-------- DOCUMENT PASSAGE --------
Using your EMR Meaningfully: Meaningful Use and Interoperability

Meaningful Use ensures that health information is properly shared and/or distributed to other health entities with the ultimate goal of modernizing healthcare systems and improving patient care.

Using your EMR Meaningfully: Meaningful Use and Interoperability

If you’re a healthcare professional, you probably know what Meaningful Use is (now called “Promoting Interoperability”).

In case you don’t, Meaningful Use refers to the literal “meaningful” use of electronic health record (EHR) technology, ensuring that health information is properly shared and/or distributed to other health entities. Its overall goal is to modernize healthcare and improve patient care with faster delivery of services and shorter patient turnarounds times.

Photo by Chang Duong / Unsplash

In the US, Meaningful Use is an incentive program geared towards improving the “quality, efficiency, and coordination of patient care by leveraging certified EHR technologies securely and efficiently” (HealthIT.gov).

The American Recovery and Reinvestment Act defines it as the use of certified EHR in a meaningful manner, for electronic exchange of health information to improve quality the of healthcare, and to submit clinic quality reporting and other measures.

Furthermore, they’ve identified three stages that work together towards meeting that definition:

  1. Stage 1 where the goal is to “capture data electronically.”
  2. Stage 2 where the goal is to “expand upon Stage 1 criteria and to report health information and track key clinical conditions.”
-------- MATERIAL SHOWN --------
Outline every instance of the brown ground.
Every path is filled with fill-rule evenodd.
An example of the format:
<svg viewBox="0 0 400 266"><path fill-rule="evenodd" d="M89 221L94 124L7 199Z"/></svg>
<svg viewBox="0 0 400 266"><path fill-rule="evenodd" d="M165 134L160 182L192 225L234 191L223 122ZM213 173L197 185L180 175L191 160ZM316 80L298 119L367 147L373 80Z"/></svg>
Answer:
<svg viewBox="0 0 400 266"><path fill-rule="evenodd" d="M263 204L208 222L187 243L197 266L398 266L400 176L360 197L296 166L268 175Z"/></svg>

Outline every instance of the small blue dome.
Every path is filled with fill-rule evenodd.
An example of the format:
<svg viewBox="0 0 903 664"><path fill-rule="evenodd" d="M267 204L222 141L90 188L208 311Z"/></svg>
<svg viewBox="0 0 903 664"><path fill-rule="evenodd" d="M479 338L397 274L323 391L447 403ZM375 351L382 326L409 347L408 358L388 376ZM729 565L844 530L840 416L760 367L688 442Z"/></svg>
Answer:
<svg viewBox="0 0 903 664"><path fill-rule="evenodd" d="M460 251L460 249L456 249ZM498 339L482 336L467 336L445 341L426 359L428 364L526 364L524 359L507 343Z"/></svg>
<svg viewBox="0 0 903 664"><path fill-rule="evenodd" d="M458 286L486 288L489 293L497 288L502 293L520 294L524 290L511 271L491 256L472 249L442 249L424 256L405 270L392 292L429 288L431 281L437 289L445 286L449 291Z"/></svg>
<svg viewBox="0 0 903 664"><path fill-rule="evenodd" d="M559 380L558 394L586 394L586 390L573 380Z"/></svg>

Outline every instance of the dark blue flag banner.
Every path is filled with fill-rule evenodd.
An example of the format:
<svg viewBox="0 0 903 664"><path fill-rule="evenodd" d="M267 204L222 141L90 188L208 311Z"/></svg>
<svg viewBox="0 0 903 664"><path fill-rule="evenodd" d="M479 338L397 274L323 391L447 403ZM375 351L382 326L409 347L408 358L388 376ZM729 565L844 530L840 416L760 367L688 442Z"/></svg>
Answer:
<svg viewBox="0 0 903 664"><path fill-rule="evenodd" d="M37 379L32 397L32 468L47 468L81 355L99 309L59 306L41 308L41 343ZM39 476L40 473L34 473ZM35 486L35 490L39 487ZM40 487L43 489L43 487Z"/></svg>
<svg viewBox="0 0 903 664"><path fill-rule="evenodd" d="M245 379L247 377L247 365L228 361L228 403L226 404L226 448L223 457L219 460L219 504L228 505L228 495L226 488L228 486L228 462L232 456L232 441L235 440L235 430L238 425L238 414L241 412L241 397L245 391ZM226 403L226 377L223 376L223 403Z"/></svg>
--------
WORK ITEM:
Answer these questions from the passage on Meaningful Use:
1. What is Meaningful Use now called?
2. What kind of program is Meaningful Use in the US?
3. What is the goal of Stage 1?

WRITTEN RESPONSE:
1. Promoting Interoperability.
2. An incentive program.
3. To capture data electronically.